Task statement
Return, character for character, the part of the listing that opens with the line containing "In the photo above, each instance of the beer" and continues through the end of the listing.

Provided data
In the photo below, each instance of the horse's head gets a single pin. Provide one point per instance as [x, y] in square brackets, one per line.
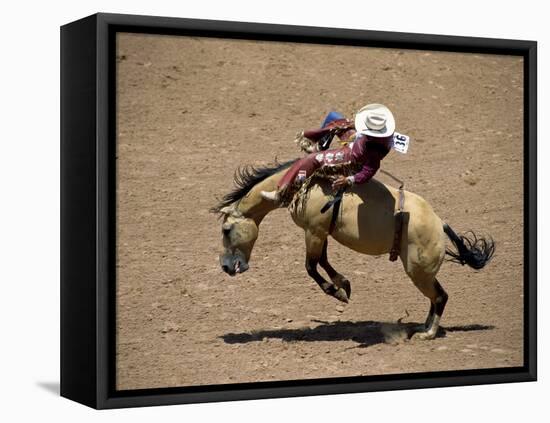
[239, 235]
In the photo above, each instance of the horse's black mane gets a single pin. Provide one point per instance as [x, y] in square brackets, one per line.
[245, 178]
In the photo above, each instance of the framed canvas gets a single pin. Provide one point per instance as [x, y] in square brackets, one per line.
[415, 154]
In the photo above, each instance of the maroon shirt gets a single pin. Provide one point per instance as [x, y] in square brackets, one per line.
[369, 151]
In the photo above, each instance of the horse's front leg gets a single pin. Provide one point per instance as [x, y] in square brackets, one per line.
[337, 278]
[314, 251]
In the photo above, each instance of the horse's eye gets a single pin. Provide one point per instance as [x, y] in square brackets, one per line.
[226, 228]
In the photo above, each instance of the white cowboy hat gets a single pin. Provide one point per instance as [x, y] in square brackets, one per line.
[375, 120]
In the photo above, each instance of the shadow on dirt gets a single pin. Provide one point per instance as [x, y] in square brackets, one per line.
[365, 333]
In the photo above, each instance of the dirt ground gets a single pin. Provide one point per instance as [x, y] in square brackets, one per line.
[191, 110]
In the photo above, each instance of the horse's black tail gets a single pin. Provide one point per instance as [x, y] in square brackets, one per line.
[472, 250]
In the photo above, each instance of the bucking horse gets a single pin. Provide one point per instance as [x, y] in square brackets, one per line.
[365, 223]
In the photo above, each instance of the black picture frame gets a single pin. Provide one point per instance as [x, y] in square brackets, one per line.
[88, 199]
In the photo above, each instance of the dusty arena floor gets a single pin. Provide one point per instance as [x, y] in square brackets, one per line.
[191, 110]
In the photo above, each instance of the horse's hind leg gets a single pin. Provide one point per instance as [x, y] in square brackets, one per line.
[337, 278]
[314, 251]
[432, 289]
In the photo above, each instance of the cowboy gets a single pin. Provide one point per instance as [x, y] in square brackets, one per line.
[373, 137]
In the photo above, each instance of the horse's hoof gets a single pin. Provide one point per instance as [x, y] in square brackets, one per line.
[347, 287]
[424, 335]
[343, 283]
[341, 295]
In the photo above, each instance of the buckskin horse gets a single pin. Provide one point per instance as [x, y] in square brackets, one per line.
[365, 223]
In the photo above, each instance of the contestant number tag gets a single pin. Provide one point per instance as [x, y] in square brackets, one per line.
[400, 142]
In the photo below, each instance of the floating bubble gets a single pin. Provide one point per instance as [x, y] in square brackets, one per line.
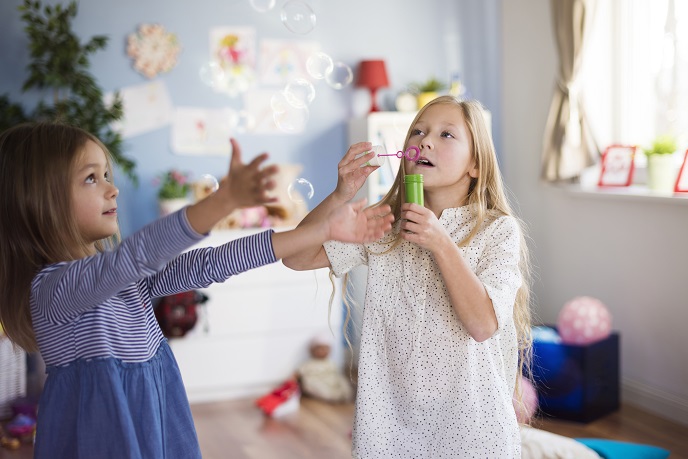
[340, 76]
[262, 6]
[299, 92]
[319, 64]
[292, 120]
[212, 74]
[300, 190]
[209, 183]
[298, 17]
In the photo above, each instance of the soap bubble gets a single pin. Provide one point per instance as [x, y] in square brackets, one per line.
[263, 6]
[300, 190]
[318, 65]
[299, 92]
[298, 17]
[209, 183]
[340, 76]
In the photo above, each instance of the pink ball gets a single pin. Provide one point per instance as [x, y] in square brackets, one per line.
[526, 408]
[584, 320]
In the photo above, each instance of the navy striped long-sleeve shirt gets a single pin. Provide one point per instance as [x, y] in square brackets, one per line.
[100, 306]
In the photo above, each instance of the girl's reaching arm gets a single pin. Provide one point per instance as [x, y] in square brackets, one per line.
[350, 178]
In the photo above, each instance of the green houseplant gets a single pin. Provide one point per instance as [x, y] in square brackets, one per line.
[661, 165]
[59, 67]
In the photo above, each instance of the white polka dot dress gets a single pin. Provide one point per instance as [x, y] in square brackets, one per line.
[426, 388]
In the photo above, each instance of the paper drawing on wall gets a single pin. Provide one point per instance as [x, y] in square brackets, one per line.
[147, 107]
[682, 179]
[282, 60]
[153, 49]
[232, 60]
[200, 131]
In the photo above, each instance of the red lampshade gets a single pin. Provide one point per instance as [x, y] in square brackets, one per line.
[372, 75]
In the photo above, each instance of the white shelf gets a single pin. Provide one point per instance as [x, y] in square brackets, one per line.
[259, 326]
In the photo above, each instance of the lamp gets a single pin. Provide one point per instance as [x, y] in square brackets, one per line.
[372, 75]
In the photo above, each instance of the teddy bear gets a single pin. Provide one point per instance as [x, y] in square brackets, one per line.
[319, 377]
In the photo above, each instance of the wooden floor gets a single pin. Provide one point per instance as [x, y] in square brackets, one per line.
[238, 430]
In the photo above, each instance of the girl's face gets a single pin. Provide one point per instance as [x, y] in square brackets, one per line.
[445, 160]
[93, 195]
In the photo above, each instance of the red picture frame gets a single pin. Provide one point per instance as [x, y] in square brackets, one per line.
[682, 179]
[618, 165]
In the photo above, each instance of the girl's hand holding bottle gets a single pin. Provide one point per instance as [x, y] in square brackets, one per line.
[420, 226]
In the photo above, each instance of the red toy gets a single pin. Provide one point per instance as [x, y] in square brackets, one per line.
[281, 401]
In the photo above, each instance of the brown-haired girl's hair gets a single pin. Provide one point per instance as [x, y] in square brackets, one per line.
[486, 198]
[36, 223]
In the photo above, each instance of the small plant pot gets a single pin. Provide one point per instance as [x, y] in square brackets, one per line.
[661, 173]
[425, 97]
[168, 206]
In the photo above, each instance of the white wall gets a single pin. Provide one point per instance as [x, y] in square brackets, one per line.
[630, 253]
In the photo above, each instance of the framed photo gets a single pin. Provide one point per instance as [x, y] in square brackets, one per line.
[618, 164]
[682, 179]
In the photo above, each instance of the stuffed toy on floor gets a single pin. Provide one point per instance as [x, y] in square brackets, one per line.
[319, 376]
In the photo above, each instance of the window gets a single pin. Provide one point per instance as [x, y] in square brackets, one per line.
[635, 73]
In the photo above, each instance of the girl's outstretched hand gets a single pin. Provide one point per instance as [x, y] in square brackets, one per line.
[350, 175]
[420, 226]
[352, 223]
[247, 185]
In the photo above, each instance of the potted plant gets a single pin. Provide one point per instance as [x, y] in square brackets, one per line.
[428, 90]
[661, 165]
[173, 193]
[59, 67]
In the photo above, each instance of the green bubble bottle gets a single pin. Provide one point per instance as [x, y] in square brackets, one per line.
[414, 188]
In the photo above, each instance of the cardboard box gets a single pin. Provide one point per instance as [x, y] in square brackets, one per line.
[577, 382]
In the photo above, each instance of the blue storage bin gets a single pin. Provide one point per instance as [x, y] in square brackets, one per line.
[577, 382]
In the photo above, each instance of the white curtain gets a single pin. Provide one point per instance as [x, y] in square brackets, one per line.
[568, 146]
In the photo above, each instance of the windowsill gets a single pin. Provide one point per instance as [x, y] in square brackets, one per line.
[637, 193]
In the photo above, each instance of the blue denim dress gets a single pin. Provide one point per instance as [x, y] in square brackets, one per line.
[107, 409]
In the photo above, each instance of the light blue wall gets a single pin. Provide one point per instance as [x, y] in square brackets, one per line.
[417, 39]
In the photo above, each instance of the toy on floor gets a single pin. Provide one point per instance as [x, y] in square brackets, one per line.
[584, 320]
[281, 401]
[319, 376]
[8, 442]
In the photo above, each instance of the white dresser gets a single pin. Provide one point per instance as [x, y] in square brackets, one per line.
[255, 329]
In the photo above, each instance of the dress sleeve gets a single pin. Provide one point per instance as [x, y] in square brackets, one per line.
[63, 290]
[498, 268]
[202, 267]
[345, 256]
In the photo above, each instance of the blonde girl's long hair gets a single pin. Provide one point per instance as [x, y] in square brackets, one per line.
[486, 199]
[37, 227]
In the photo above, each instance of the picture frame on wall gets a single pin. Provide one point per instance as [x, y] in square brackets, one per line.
[682, 179]
[618, 165]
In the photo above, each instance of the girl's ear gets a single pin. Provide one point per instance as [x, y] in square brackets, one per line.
[473, 172]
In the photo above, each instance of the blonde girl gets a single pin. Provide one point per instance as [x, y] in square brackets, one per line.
[446, 323]
[113, 388]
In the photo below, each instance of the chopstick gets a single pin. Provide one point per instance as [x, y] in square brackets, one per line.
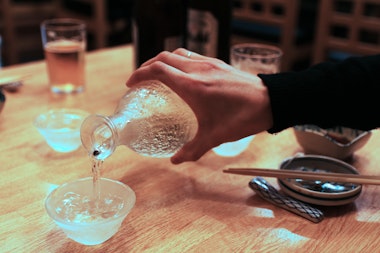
[332, 177]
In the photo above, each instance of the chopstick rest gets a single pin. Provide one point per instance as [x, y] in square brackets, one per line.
[269, 193]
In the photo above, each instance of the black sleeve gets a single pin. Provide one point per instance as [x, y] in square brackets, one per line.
[327, 95]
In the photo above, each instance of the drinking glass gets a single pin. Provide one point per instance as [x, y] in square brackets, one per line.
[85, 220]
[64, 43]
[256, 59]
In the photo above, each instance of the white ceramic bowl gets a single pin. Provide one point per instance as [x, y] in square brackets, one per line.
[338, 142]
[319, 192]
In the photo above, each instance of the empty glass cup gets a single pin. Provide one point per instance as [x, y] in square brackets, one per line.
[256, 59]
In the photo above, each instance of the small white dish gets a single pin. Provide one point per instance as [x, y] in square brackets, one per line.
[319, 192]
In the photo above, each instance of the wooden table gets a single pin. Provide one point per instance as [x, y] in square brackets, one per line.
[192, 207]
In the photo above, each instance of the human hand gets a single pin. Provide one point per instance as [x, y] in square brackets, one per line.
[229, 104]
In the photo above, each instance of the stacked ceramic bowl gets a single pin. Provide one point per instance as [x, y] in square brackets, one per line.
[338, 142]
[319, 192]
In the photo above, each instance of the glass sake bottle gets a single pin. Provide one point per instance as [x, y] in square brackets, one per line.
[150, 119]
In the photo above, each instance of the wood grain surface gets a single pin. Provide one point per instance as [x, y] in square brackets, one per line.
[192, 207]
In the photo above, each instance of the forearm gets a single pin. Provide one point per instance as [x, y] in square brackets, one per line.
[327, 94]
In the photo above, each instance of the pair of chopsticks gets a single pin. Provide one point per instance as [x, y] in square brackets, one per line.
[332, 177]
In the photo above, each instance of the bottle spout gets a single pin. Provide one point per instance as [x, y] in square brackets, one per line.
[98, 136]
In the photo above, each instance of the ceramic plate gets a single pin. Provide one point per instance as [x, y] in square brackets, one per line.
[319, 192]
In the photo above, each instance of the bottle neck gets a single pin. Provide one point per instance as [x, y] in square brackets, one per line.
[99, 136]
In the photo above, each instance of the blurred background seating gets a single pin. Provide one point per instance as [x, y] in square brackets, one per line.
[288, 24]
[108, 23]
[347, 28]
[19, 27]
[308, 31]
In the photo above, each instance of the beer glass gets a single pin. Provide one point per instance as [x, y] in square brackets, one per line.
[64, 43]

Reply
In the photo above, each instance of the beer glass gets a single pin. Provide one point per instance as [x, y] in square brackets, one per line.
[64, 43]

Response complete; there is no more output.